Bugünkü kaosu oluşturan aktörler, tarihte bunun bedelini ödeyeceklerdir. Bakın Sayın Ulusoy adaylığını açıkladığı basın toplantısında bir cümle kullandı, benim de katıldığım o cümlesinde, “Sayın Başbakanımız ve kabinesi Türkiye’yi uçak gibi havaya kaldırdı, biz de futbolu aynı paralelde yükselişe geçireceğiz” dedi. Çok güzel bir açıklamaydı. Ben de bir işadamı olarak “Başbakanımızın bu sözünü örnek alarak kendi işimde böyle olmak istiyorum” diyebilirim. Bu sözün üzerine hemen Sayın Bakanımız Mehmet Ali Şahin tepki gösterdi, “Kabinenin 24. bakanı olarak mı açıklama yapıyorsun?” diye. Şimdi bu ülkenin insanının bu ülkenin Başbakanını benimsemesi, takdir etmesi hakkıdır ya. Bu ülkede yaşayan her Türk vatandaşının Başbakanı övmeye hakkı var yani. Kimse bunu onun elinden alamaz.

⁂

* _Alıştırma görevi a_:
Okuma parçasında "Bugünkü kaosu oluşturan" sözlerinden "onun elinden alamaz." sözlerine kadar uzanan kısmı harfi harfine kopyalayın.

⁂

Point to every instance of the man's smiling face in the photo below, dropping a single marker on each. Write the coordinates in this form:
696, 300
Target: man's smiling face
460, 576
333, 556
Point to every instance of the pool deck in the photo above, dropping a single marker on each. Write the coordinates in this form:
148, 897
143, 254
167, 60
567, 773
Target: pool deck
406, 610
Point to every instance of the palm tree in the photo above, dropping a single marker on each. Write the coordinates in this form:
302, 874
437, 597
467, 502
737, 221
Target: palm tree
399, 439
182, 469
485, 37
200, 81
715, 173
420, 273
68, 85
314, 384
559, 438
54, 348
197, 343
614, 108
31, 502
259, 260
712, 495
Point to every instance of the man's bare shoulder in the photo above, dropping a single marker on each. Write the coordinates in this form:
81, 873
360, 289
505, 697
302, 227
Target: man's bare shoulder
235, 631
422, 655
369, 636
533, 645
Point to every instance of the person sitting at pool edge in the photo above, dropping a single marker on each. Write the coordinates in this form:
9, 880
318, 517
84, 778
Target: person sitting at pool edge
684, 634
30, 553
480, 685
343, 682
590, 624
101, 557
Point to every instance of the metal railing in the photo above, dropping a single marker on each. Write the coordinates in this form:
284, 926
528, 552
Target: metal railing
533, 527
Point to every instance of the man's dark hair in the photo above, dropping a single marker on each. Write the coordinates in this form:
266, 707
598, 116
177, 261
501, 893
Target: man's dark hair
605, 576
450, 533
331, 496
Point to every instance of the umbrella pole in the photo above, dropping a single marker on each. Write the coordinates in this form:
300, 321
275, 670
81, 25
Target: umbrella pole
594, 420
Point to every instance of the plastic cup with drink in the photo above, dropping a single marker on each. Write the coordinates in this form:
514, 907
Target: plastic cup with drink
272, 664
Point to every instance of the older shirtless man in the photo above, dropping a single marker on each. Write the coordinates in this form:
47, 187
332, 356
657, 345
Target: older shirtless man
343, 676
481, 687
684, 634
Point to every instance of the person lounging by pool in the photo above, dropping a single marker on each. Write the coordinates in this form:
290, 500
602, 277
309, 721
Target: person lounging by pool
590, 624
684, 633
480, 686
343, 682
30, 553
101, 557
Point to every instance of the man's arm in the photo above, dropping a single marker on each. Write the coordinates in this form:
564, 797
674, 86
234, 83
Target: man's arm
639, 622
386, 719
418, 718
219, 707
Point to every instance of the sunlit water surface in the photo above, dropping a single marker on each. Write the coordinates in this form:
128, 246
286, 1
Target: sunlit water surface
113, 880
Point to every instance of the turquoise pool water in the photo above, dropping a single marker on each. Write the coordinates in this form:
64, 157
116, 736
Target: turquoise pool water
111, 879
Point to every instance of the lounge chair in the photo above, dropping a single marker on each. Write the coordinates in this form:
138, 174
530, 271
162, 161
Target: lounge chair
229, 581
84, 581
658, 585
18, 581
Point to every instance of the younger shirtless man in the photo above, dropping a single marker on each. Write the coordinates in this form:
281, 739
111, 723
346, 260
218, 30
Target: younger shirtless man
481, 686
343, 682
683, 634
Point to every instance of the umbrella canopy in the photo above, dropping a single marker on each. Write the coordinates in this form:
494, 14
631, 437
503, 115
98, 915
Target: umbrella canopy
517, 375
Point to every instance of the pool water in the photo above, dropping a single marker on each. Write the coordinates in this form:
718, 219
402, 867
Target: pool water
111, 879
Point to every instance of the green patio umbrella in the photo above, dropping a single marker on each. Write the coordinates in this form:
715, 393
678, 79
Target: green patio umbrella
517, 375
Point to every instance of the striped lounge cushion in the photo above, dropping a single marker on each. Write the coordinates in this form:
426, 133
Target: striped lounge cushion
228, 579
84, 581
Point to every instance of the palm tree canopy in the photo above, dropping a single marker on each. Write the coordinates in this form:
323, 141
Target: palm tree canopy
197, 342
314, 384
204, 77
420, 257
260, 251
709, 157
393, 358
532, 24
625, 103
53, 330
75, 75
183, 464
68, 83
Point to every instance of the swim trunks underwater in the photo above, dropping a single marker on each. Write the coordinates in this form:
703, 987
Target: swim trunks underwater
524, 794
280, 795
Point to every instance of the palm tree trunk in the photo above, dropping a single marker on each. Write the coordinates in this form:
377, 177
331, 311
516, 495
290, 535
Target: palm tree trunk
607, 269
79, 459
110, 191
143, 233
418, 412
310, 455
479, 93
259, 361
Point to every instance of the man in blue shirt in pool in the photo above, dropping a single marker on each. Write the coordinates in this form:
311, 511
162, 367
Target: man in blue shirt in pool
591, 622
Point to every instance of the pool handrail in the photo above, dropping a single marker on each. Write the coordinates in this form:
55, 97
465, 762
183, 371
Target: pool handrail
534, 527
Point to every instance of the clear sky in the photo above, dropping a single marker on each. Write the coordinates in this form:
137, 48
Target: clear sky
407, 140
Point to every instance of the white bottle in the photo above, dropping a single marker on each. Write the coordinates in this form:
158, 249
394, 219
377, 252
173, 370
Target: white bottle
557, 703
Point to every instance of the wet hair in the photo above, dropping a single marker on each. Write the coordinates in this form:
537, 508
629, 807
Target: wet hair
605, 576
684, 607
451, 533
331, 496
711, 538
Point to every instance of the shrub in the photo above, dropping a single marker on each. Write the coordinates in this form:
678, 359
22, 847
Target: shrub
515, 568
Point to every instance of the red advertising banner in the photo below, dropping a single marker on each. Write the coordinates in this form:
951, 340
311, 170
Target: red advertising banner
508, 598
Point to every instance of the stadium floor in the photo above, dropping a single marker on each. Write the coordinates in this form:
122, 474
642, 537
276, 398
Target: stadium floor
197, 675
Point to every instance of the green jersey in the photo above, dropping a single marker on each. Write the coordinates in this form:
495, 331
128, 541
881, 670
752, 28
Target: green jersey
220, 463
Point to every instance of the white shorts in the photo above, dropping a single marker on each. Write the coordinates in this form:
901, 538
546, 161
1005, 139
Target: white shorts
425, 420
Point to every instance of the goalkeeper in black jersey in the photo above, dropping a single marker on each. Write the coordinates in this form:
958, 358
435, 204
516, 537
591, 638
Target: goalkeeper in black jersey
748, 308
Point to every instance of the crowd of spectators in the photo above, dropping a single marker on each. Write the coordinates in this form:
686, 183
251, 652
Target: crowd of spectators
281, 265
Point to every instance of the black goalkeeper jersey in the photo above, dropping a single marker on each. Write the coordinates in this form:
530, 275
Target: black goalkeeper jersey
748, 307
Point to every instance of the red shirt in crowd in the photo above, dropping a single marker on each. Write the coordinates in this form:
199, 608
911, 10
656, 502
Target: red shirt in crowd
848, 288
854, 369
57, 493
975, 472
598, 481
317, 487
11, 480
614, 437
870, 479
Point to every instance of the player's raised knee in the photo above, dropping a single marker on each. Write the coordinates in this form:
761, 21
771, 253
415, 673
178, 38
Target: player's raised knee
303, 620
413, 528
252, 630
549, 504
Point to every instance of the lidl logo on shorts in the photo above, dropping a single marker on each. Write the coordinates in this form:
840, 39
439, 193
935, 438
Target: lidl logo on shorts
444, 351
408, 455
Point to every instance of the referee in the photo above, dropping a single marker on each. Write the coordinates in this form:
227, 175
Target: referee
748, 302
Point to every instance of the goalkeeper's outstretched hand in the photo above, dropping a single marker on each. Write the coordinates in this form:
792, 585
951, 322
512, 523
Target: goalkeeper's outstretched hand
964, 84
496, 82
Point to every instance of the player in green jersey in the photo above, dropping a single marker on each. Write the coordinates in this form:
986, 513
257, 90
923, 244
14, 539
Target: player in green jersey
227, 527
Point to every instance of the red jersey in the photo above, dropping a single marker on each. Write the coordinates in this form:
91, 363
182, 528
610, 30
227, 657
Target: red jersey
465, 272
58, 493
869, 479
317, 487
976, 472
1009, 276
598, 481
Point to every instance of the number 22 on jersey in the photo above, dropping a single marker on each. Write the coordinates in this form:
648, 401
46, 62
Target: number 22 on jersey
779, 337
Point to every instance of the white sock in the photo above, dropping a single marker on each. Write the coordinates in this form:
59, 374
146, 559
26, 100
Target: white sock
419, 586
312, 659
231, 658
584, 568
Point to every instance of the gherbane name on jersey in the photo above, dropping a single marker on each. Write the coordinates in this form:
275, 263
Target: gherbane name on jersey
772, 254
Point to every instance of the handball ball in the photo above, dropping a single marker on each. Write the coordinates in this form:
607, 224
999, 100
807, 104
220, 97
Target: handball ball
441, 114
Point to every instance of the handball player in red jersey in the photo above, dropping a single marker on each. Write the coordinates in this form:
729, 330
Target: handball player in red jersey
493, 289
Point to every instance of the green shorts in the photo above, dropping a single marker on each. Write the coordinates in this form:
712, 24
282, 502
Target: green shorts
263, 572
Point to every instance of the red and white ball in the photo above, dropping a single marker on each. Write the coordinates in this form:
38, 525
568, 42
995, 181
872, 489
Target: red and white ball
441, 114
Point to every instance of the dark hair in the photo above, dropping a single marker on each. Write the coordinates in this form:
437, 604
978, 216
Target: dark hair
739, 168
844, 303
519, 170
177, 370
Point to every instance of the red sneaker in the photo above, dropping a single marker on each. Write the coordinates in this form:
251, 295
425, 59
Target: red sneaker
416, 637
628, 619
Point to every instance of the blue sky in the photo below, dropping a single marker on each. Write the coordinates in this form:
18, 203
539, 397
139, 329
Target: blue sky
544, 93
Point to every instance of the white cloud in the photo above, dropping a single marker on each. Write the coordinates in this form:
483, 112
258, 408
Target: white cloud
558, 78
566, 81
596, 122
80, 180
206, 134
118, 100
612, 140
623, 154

⁂

* _Alıştırma görevi b_:
Kayıtlarda "referee" kelimesinin geçtiği satırları sayın ve yalnızca bu sayıyı yazın. Büyük ve küçük harf ayrımı önemlidir.

* _Doğru cevap a_:
Bugünkü kaosu oluşturan aktörler, tarihte bunun bedelini ödeyeceklerdir. Bakın Sayın Ulusoy adaylığını açıkladığı basın toplantısında bir cümle kullandı, benim de katıldığım o cümlesinde, “Sayın Başbakanımız ve kabinesi Türkiye’yi uçak gibi havaya kaldırdı, biz de futbolu aynı paralelde yükselişe geçireceğiz” dedi. Çok güzel bir açıklamaydı. Ben de bir işadamı olarak “Başbakanımızın bu sözünü örnek alarak kendi işimde böyle olmak istiyorum” diyebilirim. Bu sözün üzerine hemen Sayın Bakanımız Mehmet Ali Şahin tepki gösterdi, “Kabinenin 24. bakanı olarak mı açıklama yapıyorsun?” diye. Şimdi bu ülkenin insanının bu ülkenin Başbakanını benimsemesi, takdir etmesi hakkıdır ya. Bu ülkede yaşayan her Türk vatandaşının Başbakanı övmeye hakkı var yani. Kimse bunu onun elinden alamaz.

* _Doğru cevap b_:
2